ASSIGNED TASK
Among the entries that follow, find every line with the word "stone" and list it.

DATASET RECORDS
------------------------------------
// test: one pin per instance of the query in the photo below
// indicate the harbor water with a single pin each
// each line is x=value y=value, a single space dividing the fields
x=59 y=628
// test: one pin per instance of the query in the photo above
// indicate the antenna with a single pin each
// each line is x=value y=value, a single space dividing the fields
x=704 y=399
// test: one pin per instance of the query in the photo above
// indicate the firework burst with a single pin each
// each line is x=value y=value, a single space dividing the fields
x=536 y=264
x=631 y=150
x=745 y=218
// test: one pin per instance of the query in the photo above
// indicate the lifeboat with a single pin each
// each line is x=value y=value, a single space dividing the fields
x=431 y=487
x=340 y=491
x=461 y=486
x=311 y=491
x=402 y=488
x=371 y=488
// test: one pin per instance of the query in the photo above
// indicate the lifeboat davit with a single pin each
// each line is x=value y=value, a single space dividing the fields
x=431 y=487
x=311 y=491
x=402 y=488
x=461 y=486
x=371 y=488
------------------------------------
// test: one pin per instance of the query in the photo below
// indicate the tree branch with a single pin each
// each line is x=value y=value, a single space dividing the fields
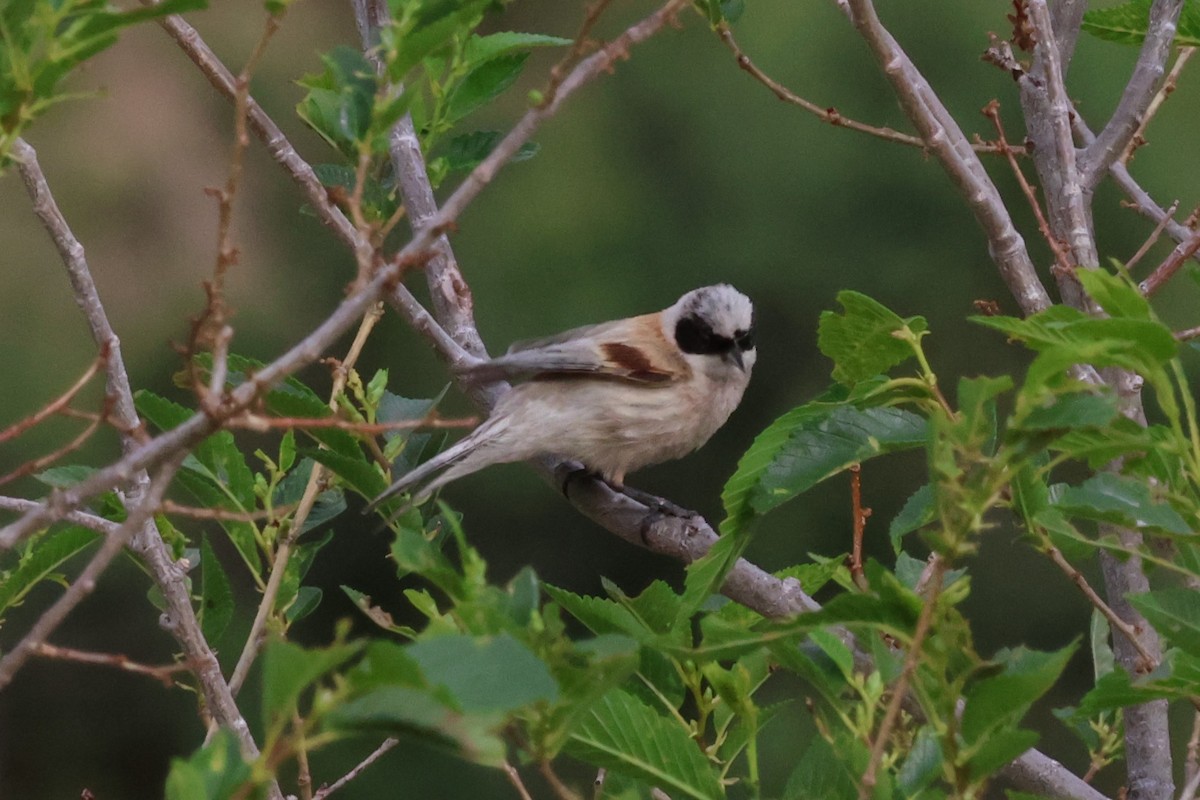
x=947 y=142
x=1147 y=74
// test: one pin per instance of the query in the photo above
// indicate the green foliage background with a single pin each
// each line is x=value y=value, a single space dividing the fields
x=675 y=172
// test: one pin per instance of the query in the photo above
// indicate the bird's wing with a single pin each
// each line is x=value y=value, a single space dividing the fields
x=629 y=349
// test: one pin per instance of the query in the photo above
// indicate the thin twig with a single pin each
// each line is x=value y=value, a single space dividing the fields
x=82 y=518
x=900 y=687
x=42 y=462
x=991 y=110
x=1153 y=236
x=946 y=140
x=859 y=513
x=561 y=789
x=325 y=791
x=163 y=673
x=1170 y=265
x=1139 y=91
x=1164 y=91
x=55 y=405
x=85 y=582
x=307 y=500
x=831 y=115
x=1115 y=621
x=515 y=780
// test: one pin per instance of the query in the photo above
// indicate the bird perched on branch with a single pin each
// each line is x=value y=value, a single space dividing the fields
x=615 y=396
------------------------------------
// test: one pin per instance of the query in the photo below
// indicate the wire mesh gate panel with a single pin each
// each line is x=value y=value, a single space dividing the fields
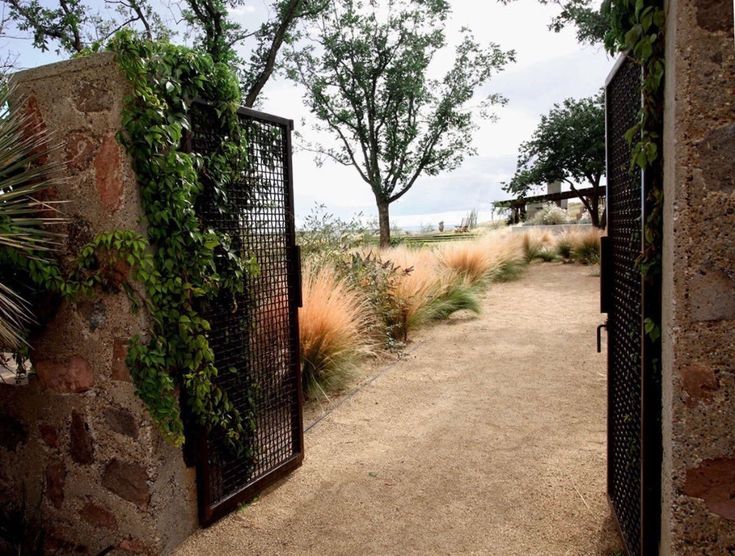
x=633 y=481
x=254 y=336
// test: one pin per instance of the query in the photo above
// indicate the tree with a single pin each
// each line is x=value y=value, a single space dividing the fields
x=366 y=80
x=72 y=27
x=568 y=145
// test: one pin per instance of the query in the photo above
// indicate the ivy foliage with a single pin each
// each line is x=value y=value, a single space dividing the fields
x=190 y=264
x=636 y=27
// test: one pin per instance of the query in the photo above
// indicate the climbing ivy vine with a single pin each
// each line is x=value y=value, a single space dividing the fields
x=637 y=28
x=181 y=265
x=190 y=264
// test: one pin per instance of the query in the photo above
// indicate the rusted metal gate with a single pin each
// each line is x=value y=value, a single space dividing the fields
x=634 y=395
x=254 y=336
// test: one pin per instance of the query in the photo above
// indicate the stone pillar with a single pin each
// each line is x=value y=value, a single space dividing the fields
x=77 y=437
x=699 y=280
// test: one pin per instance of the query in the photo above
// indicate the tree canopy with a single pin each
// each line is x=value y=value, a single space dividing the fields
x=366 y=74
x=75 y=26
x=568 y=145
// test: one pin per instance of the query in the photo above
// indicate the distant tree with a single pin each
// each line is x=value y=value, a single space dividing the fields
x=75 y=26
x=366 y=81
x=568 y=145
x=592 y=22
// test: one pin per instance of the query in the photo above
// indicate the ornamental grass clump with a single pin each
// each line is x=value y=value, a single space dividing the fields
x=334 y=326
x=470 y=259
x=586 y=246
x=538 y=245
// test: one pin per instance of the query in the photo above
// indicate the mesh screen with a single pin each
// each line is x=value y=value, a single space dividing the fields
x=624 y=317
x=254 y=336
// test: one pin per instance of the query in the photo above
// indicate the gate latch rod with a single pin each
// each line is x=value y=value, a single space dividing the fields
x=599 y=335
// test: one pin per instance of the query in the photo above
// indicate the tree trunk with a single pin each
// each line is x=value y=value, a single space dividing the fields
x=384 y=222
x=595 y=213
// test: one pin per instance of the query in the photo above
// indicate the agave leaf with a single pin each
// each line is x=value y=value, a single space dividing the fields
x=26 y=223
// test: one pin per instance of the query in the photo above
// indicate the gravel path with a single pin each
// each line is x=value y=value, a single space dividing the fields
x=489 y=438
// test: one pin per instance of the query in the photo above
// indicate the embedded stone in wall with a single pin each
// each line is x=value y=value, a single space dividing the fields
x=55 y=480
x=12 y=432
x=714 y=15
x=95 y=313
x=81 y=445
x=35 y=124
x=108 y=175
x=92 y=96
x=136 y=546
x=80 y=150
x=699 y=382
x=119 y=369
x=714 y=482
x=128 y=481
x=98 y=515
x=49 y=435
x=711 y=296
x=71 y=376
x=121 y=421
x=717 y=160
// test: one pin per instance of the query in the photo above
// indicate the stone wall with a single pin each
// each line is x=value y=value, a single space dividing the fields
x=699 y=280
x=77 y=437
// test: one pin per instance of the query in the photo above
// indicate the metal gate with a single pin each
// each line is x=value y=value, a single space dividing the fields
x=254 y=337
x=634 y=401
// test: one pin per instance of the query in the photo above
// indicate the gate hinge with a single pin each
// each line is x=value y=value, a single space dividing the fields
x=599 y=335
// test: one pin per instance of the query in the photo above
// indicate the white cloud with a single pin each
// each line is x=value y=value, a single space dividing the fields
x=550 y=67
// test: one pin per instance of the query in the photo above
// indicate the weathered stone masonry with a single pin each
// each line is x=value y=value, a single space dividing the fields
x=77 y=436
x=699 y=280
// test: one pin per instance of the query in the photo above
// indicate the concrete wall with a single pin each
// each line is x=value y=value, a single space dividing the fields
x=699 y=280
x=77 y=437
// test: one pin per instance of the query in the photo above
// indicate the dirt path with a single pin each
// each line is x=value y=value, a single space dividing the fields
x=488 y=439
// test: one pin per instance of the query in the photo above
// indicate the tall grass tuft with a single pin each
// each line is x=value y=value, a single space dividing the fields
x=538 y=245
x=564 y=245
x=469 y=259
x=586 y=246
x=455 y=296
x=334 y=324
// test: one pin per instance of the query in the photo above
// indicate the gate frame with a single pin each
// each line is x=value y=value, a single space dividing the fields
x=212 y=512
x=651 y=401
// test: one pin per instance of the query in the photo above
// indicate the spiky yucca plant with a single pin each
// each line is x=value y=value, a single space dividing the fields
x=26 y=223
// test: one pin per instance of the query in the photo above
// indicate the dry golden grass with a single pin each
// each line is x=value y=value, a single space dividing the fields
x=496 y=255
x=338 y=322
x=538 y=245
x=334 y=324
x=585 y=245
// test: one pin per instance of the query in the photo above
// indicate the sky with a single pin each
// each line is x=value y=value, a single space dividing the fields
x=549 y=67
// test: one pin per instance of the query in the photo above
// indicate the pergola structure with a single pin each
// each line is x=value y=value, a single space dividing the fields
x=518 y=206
------------------------------------
RESPONSE TO THIS EXERCISE
// indicate the stone pillar with a single pin each
// indicate the embedded stone in wall with a single pin each
// indicate the stone wall with a single pin each
// indicate the weathered stone masonry with a single pin each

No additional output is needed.